## Source extract:
Content starts
For me, it’s about passion and personal pride. I am passionate about satisfying our customers with the highest quality products. When I meet our customers, I always ask them ‘Are you happy with our products?’ The happiness I see on their face when they answer, that’s what fulfils me. Not money.

That’s really impressive. What about consistency — what does that mean to you?

Consistency is about delivering for our customers no matter what. At all times, we have sufficient quantities in stock to meet our customer’s needs. We always promise to supply them. Regardless of quantity, price fluctuations, storage or logistics costs: we deliver.

How have you been able to create such robust logistics?

We have invested in building our own capacity so we are more self-sufficient. We have around 100 vehicles, which can move throughout the region to transport raw materials or processed goods. We also have a warehouse facility in Oman, which gives us more flexibility.
Content ends
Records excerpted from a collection
Content starts
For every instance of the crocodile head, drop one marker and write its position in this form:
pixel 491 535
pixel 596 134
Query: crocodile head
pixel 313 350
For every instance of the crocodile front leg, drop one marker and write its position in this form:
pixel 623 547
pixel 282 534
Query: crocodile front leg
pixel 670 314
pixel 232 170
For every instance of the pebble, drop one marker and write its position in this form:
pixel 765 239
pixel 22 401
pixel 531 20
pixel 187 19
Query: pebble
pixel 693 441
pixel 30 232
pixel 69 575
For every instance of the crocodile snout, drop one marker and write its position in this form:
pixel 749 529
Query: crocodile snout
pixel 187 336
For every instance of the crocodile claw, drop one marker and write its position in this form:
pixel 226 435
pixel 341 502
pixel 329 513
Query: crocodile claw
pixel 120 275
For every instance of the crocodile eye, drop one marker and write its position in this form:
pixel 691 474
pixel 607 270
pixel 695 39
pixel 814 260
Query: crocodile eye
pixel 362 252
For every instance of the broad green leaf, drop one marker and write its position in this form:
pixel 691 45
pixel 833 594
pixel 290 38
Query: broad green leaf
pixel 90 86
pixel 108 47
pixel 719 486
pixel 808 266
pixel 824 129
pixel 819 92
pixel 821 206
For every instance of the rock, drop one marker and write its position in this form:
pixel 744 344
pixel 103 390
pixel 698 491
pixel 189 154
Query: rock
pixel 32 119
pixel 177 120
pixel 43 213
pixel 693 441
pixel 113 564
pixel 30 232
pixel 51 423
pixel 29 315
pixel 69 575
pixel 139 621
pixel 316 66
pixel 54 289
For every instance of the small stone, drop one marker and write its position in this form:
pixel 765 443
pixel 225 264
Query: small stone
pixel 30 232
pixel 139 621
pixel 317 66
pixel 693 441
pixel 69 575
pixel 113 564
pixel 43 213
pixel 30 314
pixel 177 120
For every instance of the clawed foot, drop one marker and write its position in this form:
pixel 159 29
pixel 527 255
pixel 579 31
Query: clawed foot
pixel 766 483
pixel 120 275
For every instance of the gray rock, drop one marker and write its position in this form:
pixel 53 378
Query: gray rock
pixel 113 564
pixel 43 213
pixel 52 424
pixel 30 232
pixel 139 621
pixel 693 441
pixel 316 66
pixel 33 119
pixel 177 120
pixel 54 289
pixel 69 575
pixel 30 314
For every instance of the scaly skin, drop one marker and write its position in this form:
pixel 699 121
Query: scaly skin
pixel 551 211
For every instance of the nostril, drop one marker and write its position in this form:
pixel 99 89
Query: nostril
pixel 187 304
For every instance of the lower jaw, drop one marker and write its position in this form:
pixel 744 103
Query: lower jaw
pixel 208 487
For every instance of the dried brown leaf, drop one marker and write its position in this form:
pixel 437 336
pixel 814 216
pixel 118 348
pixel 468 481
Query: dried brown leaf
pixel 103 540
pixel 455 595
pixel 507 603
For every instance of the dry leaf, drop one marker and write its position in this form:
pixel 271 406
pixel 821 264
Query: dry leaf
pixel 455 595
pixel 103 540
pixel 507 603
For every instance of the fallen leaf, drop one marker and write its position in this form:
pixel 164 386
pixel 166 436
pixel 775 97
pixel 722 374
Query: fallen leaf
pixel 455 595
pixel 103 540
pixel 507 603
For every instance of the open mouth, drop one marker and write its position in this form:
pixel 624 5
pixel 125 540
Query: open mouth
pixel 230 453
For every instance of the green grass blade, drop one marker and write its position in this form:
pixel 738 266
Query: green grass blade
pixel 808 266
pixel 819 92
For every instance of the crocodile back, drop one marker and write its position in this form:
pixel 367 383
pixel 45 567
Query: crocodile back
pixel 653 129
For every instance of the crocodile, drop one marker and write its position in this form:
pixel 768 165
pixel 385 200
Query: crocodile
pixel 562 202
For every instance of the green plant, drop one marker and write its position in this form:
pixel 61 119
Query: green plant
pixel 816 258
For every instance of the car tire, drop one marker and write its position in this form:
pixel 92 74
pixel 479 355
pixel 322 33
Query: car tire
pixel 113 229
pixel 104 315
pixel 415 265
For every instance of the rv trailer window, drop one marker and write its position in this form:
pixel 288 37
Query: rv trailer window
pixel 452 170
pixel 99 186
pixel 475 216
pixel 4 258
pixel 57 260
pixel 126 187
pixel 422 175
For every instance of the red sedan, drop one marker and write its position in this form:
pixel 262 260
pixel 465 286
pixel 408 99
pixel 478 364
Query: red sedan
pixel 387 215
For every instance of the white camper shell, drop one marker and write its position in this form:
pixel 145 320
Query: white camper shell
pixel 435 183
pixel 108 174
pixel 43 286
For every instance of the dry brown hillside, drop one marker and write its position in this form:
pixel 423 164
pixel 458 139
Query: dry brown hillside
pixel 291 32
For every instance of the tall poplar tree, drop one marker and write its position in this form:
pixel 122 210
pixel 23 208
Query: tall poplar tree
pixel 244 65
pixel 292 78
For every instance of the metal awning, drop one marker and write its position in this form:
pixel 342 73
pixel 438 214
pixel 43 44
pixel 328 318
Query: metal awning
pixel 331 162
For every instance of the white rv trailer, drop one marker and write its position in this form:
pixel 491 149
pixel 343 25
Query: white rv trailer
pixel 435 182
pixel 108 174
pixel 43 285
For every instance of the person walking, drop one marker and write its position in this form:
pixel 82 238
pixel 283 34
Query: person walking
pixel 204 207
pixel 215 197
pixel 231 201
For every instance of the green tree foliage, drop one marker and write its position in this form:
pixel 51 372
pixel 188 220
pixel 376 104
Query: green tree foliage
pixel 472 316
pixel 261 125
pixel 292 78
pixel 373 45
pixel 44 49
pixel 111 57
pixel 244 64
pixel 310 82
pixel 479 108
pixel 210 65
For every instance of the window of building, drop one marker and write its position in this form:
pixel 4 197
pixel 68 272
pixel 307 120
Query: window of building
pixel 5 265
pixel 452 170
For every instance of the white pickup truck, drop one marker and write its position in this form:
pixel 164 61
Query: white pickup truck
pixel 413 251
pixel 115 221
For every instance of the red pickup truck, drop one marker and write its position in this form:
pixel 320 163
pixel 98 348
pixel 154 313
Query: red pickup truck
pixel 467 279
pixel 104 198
Content ends
According to the interview excerpt, how many vehicles does the company have for transporting raw materials and processed goods?

## Answer area:
Around 100 vehicles.